> Aim of the task
Write the line that includes "locate | one dot per instance of the second" and all subsequent lines, exactly as written, and nothing more.

> Dataset excerpts on object pointing
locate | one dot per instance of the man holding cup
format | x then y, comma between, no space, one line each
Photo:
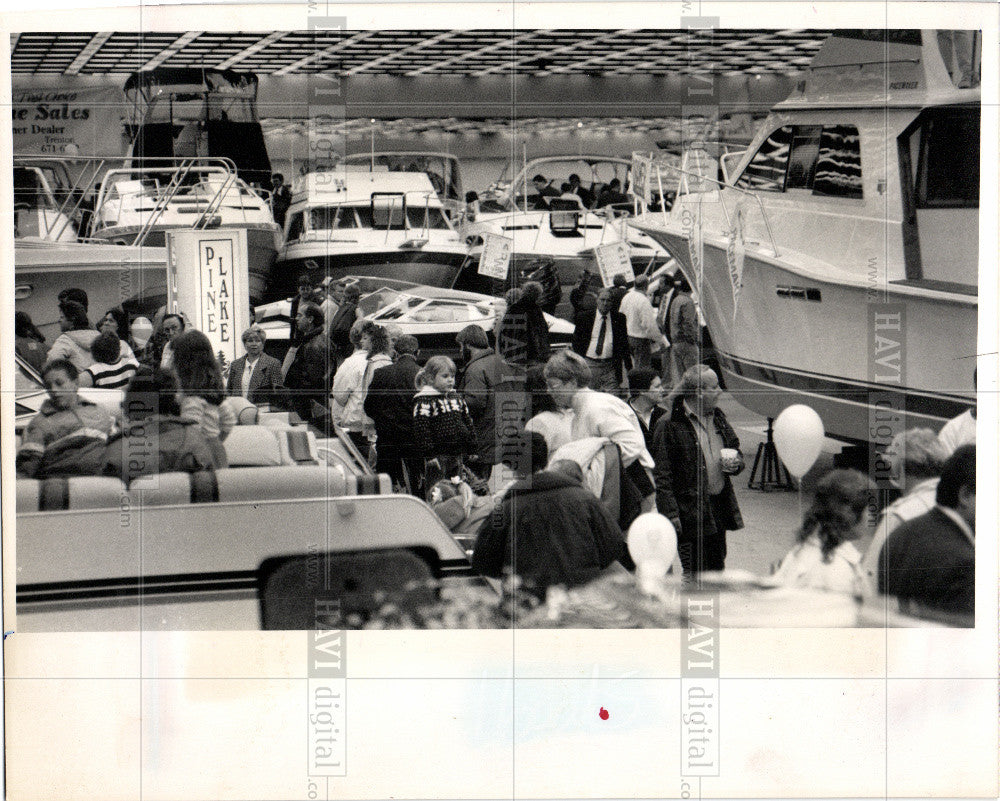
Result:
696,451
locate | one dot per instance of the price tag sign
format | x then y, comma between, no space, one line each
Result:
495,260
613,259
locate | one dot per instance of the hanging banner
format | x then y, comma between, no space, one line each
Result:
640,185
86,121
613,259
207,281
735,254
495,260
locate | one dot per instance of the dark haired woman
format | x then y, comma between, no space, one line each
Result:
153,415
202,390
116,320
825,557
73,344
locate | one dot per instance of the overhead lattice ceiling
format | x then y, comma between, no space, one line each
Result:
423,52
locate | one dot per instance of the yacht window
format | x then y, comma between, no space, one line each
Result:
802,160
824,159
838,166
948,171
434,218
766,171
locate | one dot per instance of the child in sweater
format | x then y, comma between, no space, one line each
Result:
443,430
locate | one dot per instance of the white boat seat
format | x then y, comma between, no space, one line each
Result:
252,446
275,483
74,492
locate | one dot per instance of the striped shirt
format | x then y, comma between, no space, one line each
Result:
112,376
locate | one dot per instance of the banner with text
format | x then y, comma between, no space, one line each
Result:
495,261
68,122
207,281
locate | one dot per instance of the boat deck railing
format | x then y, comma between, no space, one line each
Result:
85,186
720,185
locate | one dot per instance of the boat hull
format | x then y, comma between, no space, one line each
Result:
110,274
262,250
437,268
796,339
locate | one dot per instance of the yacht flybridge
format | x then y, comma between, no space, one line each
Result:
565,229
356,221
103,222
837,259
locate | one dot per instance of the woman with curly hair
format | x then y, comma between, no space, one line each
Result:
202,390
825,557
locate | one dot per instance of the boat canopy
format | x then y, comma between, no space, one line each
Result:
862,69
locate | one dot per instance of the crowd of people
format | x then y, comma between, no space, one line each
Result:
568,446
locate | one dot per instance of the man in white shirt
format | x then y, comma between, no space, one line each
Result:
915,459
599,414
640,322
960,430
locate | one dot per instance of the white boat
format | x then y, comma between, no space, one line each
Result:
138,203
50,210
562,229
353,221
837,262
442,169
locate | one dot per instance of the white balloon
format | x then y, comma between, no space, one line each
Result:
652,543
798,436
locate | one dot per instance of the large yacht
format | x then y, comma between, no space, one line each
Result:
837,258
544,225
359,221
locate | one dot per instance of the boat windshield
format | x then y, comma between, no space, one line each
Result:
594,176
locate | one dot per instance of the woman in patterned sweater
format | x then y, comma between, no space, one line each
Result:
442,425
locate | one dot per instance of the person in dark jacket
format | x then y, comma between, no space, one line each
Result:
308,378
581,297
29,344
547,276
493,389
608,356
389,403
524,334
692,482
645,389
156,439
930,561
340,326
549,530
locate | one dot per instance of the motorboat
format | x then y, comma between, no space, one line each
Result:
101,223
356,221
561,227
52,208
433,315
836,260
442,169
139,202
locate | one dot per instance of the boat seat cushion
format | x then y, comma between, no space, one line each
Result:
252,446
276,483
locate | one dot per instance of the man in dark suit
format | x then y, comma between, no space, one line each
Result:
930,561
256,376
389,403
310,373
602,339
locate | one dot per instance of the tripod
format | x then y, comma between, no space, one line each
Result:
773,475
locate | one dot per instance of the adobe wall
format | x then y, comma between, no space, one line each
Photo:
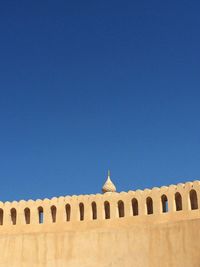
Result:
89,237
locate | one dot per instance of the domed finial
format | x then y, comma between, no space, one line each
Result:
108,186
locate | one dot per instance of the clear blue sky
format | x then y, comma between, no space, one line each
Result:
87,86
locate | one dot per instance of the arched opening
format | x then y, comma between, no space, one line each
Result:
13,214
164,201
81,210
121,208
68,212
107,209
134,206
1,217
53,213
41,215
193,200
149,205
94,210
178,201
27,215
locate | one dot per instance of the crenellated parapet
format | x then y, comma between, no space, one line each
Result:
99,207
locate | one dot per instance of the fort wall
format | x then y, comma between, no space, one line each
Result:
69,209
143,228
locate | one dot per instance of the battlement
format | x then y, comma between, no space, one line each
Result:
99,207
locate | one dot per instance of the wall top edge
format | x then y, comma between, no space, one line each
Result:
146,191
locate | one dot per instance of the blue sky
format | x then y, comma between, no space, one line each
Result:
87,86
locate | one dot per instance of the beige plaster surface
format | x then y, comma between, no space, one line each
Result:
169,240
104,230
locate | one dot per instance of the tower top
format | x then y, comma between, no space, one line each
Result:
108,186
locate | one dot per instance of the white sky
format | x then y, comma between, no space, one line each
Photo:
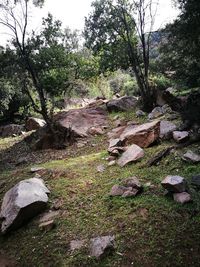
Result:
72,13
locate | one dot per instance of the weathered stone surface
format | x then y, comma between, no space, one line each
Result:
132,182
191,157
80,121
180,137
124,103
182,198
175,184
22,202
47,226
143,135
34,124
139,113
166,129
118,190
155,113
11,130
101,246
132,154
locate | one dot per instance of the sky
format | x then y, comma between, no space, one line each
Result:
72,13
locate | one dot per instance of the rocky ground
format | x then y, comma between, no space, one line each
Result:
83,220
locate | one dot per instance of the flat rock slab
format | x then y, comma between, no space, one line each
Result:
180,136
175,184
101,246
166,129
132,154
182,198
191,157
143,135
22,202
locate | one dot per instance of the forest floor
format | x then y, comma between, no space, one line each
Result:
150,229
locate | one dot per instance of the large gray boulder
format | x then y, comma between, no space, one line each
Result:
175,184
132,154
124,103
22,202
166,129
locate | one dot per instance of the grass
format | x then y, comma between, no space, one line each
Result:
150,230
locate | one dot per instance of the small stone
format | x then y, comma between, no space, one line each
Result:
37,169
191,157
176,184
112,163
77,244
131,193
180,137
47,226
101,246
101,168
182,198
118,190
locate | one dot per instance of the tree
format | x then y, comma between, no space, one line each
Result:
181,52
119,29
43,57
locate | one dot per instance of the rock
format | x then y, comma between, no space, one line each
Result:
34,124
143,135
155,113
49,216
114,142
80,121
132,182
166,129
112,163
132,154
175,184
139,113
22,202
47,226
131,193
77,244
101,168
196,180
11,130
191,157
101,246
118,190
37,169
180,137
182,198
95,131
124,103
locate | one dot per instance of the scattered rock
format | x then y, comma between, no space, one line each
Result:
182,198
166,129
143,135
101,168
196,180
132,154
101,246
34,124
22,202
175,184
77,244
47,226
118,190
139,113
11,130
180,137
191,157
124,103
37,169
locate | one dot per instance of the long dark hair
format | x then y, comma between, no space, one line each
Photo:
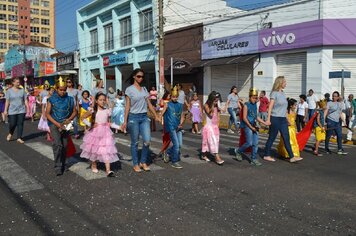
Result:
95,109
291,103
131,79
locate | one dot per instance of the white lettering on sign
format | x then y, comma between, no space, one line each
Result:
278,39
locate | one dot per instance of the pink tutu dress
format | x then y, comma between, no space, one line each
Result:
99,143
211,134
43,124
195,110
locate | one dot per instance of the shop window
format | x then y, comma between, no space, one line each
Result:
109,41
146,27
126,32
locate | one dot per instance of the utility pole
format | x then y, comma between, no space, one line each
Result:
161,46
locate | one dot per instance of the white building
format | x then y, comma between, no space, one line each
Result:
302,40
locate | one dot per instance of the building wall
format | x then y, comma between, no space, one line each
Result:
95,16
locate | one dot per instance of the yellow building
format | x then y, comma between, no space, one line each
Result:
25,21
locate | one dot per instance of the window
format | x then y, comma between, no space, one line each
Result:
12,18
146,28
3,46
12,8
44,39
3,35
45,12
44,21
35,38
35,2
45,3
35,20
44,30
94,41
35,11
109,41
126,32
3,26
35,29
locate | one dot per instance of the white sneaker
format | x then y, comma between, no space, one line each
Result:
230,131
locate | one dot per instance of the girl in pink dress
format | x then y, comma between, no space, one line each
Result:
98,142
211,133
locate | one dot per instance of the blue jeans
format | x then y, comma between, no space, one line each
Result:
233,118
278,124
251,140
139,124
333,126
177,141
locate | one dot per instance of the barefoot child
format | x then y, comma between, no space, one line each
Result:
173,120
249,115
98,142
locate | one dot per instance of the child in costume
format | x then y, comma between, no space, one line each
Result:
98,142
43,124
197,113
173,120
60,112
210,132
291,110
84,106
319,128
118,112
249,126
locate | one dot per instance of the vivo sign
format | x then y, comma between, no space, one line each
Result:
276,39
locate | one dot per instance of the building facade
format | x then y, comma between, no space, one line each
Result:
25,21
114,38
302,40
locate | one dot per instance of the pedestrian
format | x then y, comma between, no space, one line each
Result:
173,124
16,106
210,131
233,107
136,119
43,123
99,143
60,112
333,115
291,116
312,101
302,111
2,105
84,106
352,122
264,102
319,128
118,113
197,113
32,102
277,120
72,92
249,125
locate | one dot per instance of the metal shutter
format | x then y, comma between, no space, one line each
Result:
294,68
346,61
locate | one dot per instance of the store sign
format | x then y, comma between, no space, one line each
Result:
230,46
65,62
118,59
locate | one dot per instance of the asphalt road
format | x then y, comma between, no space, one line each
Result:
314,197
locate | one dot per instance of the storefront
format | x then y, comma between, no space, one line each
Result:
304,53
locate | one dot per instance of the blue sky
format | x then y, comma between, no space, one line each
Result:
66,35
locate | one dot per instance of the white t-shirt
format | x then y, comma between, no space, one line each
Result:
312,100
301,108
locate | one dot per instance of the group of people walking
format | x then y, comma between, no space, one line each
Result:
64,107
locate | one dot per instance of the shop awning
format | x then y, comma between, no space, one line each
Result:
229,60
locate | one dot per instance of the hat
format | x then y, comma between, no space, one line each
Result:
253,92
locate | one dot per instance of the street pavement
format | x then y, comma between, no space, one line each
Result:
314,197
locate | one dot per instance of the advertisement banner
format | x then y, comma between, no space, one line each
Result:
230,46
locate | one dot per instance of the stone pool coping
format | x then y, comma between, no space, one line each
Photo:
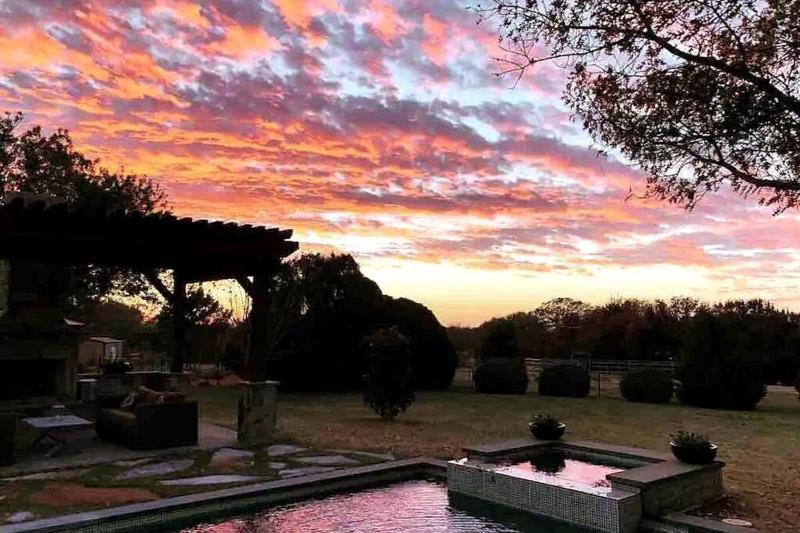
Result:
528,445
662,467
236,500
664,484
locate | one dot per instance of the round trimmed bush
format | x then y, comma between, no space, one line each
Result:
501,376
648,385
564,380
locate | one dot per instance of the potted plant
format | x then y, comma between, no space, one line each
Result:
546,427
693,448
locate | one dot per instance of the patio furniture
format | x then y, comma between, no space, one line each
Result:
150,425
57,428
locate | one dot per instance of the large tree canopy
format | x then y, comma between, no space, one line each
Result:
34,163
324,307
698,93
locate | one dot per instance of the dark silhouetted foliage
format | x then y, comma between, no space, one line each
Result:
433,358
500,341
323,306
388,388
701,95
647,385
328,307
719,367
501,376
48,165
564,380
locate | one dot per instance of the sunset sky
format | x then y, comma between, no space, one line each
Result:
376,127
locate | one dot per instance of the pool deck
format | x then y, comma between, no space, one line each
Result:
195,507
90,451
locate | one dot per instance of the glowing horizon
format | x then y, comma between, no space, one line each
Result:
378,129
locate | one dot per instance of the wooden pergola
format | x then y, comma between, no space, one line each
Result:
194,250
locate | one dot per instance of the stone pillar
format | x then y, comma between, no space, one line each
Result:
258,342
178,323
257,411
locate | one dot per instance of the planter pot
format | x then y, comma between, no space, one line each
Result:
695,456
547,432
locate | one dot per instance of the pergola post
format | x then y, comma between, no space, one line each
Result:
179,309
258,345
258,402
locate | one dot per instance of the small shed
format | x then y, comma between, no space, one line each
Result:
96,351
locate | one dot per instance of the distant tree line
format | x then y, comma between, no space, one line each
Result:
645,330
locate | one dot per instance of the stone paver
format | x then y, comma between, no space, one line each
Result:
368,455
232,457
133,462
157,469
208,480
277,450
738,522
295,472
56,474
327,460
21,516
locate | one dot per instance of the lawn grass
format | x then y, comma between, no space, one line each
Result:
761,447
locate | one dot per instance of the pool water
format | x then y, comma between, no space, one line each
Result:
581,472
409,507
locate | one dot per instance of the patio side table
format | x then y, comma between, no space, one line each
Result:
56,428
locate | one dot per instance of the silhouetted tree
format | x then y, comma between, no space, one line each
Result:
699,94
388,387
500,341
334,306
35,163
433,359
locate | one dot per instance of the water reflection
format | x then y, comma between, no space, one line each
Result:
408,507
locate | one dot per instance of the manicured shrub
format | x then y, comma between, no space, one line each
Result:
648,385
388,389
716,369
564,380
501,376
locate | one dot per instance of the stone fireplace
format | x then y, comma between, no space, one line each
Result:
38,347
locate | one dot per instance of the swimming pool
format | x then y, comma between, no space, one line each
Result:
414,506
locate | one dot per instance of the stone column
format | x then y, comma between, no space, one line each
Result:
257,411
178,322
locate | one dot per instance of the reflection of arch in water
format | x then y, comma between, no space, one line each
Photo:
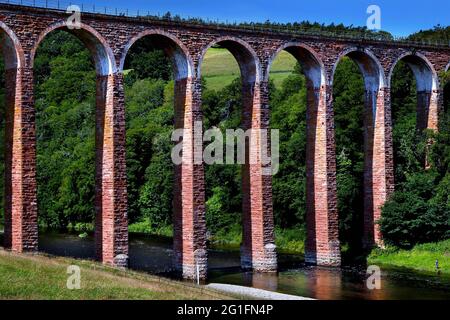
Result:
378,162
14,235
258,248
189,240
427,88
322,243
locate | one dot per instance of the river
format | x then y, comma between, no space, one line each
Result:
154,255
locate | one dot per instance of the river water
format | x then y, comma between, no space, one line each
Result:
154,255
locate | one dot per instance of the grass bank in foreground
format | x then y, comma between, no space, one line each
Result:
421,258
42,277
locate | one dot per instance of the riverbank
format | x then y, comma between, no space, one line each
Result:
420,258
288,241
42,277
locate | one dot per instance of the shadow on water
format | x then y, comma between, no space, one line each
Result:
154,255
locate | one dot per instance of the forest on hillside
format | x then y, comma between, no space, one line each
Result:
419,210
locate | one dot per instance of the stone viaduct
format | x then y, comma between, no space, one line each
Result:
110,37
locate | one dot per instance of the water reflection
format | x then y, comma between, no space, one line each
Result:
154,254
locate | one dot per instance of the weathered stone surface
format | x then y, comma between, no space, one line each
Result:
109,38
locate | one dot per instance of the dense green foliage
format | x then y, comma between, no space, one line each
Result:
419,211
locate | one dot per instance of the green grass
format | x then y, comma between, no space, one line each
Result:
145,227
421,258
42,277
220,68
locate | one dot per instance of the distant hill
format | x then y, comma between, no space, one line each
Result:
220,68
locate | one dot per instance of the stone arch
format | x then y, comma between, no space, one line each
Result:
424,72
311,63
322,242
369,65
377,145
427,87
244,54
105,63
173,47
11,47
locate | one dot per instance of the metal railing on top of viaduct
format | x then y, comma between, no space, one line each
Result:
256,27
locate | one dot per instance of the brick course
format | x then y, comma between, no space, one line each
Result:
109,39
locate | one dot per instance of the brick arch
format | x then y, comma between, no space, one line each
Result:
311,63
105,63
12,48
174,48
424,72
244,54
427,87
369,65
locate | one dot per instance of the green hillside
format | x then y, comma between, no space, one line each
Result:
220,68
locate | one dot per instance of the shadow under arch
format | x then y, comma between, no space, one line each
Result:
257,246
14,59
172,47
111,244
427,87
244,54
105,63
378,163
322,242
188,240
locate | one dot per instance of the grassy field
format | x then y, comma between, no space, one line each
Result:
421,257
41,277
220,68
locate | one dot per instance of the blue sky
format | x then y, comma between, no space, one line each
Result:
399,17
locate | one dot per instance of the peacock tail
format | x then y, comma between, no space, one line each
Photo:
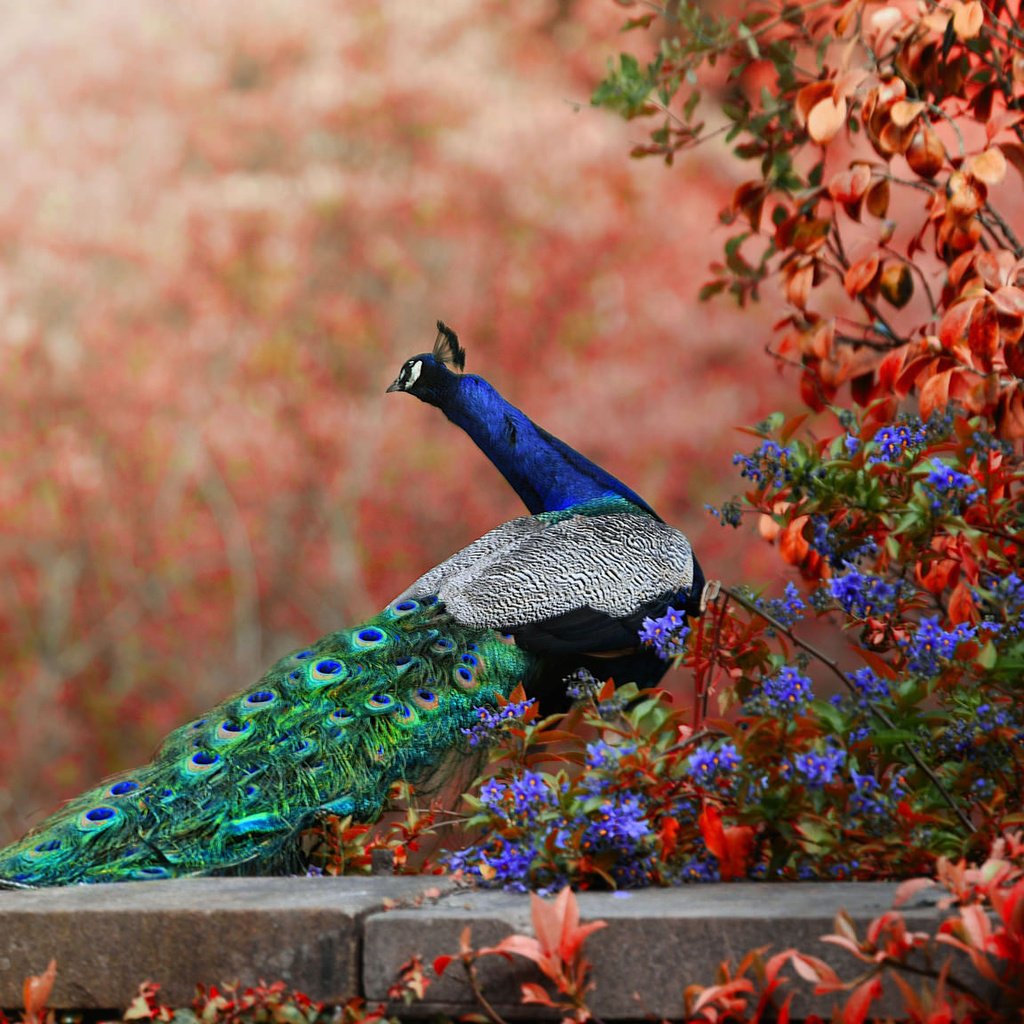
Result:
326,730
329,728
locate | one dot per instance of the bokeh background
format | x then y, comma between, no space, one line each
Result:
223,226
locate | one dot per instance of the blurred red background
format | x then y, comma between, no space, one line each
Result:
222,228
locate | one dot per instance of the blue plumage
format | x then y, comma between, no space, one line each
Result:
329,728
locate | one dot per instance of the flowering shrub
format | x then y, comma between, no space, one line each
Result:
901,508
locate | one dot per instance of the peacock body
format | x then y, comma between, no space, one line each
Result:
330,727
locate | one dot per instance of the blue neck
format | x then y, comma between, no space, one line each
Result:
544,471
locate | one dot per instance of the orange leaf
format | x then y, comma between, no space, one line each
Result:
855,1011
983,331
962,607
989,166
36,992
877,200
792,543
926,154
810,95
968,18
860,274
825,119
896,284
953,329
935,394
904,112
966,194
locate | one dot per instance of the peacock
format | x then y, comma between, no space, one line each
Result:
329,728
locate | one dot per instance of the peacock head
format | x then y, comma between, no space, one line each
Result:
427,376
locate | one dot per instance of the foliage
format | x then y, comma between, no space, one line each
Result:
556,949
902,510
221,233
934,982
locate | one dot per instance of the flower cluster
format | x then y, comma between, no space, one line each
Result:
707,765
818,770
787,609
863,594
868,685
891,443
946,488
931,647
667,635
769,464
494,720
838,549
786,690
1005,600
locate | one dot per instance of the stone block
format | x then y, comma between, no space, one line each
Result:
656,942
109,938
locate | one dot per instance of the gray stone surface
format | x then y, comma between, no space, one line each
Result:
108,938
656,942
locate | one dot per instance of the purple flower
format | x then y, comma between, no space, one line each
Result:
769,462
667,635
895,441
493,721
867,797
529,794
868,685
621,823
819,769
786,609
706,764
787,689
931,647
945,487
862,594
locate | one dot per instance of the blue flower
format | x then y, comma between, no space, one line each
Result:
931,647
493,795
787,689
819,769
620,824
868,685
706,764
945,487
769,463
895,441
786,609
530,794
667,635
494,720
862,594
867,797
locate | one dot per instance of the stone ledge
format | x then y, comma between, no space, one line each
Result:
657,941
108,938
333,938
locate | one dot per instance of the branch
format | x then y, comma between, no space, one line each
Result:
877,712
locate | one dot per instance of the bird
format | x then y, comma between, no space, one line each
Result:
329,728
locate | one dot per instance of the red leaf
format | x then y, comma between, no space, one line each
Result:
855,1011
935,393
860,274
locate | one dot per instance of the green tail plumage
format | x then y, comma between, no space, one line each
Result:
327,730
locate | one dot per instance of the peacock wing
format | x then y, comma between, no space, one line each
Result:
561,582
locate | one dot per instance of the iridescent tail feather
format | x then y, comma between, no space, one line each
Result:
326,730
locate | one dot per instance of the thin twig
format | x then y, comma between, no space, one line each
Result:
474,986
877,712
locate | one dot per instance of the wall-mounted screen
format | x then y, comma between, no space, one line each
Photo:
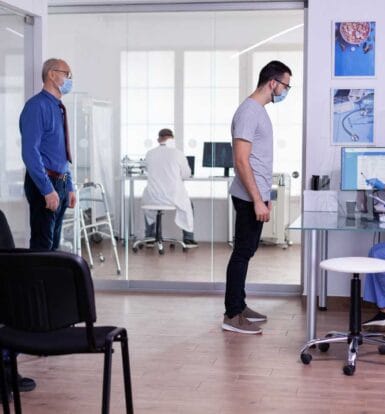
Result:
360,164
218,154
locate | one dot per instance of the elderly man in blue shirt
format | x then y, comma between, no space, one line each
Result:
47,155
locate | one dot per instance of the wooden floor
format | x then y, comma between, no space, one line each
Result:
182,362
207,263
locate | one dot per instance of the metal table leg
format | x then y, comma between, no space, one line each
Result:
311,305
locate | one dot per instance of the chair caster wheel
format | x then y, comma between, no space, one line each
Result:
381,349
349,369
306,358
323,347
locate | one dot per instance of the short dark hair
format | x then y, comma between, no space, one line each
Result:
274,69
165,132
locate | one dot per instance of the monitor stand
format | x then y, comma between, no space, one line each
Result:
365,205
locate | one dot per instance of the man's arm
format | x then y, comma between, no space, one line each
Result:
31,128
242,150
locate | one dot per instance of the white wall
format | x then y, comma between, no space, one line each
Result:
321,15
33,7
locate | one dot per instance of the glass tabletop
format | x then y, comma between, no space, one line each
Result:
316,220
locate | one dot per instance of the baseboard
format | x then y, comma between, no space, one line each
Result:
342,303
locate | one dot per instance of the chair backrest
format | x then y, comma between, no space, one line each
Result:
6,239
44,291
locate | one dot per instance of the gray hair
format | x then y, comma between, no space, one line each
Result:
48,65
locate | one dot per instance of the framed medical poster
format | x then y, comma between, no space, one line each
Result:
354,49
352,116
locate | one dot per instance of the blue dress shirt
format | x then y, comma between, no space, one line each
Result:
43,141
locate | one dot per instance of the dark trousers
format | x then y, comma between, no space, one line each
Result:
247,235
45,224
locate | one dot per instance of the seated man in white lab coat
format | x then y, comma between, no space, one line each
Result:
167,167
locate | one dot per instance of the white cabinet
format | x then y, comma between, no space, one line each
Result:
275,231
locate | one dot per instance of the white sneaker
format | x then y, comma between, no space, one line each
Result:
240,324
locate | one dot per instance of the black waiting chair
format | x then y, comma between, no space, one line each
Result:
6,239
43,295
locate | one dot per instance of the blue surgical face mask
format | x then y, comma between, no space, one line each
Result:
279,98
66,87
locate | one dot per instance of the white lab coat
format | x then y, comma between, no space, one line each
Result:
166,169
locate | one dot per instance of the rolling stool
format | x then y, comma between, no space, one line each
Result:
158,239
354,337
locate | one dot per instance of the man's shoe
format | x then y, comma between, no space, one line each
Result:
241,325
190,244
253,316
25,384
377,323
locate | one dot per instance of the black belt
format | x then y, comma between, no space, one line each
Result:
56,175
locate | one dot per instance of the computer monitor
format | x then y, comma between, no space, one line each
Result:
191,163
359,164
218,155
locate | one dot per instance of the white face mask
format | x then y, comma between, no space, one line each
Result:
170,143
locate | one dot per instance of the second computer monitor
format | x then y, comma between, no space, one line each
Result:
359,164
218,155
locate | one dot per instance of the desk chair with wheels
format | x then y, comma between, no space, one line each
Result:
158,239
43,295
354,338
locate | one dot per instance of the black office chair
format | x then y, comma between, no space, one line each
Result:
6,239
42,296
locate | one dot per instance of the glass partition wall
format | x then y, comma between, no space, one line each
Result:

> Task result
locate | one dot per instance of the second computer monitor
format | x then y, comma between, no space, one line each
Result:
359,164
218,155
locate | one dot per instance of the desk chair with wheels
format | x then y, comma between, no space, one line each
Result:
158,239
43,295
354,338
locate | one dot per instance of the black office chair
format | x then y, comma between, no space, one line each
Result:
6,239
42,296
locate | one dot per instance of the glass partition wall
format | x then y, comma between, no space, one line each
Result:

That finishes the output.